___ Recorded data ___

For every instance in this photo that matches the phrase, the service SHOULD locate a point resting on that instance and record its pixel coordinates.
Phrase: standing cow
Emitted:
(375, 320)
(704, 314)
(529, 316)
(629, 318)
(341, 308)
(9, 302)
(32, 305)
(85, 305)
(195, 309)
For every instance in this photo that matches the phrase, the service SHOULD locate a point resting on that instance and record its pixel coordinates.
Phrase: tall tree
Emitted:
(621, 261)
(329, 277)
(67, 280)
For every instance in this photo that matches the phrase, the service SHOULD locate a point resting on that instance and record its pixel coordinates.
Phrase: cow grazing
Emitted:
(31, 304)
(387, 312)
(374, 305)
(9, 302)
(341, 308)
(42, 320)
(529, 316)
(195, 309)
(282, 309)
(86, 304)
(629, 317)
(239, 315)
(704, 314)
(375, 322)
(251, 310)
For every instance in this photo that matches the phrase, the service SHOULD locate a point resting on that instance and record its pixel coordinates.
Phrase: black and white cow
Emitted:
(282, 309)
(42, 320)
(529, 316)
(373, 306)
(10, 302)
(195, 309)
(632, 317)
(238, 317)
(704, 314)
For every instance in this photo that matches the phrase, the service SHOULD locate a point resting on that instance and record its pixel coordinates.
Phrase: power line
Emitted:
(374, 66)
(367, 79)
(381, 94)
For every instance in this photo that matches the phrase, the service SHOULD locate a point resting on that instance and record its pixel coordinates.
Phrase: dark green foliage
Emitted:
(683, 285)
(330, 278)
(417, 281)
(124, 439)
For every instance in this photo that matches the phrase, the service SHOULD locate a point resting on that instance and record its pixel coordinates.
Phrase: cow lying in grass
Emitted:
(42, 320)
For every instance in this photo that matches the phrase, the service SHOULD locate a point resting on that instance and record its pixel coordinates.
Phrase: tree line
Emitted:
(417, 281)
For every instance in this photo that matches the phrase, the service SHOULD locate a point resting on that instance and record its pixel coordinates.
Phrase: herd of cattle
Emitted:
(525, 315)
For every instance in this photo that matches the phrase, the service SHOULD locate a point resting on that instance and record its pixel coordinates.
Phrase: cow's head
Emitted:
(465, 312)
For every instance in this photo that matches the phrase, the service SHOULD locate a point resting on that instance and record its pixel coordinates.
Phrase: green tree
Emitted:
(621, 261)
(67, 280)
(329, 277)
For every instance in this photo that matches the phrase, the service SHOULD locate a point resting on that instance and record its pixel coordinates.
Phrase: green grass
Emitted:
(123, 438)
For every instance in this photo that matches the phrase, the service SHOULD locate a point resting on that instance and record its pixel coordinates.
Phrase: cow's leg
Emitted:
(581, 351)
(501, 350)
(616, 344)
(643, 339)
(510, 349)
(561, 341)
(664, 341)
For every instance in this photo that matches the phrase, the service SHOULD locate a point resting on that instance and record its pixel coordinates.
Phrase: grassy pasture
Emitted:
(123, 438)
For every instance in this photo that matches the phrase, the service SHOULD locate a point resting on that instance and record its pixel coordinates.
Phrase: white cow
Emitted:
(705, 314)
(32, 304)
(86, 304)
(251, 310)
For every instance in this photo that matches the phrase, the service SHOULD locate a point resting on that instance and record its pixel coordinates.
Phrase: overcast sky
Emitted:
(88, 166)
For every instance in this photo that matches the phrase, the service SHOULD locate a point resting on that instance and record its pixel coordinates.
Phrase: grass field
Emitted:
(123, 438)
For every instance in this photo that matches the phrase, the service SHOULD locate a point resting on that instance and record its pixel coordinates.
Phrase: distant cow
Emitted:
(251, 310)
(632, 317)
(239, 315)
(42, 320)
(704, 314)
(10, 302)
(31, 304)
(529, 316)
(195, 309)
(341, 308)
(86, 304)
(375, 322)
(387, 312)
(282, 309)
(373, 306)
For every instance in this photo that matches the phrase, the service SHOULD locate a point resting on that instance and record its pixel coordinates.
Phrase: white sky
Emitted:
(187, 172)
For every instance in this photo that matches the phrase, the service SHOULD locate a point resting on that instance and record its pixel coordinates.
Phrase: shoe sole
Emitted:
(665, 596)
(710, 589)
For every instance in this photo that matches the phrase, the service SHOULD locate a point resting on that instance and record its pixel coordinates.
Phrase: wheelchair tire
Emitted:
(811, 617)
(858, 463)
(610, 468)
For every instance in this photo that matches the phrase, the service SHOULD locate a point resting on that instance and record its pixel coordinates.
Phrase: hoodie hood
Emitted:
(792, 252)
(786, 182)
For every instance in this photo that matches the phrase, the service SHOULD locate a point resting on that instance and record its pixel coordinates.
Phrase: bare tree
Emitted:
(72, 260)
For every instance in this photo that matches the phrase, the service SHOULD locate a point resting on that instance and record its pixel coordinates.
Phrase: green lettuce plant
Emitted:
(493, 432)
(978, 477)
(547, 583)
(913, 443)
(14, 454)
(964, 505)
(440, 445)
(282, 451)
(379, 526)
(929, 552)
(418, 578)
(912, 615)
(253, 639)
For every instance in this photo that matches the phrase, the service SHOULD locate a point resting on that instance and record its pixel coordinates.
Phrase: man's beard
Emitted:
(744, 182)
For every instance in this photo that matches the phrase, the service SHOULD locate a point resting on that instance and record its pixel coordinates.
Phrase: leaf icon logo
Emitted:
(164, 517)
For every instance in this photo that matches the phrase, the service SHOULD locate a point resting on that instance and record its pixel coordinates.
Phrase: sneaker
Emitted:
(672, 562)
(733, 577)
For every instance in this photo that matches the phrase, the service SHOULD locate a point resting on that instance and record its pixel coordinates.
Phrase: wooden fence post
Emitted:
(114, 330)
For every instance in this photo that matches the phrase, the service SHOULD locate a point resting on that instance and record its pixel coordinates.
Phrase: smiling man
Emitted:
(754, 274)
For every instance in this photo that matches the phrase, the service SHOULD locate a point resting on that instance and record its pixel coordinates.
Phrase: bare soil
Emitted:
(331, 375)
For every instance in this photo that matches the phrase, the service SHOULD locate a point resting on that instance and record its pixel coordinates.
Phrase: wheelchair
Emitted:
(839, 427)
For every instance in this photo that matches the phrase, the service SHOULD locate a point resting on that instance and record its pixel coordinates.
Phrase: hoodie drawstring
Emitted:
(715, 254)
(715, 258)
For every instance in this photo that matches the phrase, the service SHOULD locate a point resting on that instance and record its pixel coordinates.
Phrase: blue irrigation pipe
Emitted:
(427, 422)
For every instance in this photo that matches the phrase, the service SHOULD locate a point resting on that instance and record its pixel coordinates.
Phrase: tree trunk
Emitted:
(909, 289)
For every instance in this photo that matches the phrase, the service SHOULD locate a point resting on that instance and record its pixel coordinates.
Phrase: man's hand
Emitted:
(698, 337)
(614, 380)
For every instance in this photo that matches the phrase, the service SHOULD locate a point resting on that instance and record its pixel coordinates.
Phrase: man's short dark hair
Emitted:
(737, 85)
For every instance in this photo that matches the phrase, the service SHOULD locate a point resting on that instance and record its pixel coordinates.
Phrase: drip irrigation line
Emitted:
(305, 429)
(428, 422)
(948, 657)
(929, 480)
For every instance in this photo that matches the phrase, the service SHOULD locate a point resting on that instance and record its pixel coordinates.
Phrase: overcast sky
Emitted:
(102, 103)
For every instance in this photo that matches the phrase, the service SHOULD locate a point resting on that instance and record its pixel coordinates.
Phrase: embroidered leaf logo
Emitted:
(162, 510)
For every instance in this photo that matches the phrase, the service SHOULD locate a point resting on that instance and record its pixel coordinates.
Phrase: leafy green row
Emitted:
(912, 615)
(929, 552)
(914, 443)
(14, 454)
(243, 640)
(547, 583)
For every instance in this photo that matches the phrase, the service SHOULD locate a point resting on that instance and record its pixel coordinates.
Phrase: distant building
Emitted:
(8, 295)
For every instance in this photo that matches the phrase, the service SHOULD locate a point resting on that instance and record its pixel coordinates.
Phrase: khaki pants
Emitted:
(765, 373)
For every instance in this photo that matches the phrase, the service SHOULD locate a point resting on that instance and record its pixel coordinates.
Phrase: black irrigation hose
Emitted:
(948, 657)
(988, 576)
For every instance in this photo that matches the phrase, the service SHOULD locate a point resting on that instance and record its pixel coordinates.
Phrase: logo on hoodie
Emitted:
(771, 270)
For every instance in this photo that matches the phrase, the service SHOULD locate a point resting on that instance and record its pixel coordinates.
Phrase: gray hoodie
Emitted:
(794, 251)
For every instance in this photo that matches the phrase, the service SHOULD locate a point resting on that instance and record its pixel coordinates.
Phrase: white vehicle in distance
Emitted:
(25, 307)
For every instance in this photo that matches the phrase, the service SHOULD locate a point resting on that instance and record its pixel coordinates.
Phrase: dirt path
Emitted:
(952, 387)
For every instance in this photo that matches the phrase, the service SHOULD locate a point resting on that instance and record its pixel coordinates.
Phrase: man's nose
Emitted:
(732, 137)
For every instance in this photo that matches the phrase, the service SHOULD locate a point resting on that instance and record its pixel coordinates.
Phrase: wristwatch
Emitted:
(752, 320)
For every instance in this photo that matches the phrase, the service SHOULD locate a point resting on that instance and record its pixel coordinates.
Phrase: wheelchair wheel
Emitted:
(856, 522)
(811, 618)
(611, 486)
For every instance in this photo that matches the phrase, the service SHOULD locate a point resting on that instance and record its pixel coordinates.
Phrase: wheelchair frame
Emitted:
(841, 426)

___

- _What to do_:
How many lines in the material above contain the string "tree"? Match case exactly, and give only the number.

- _Response_:
5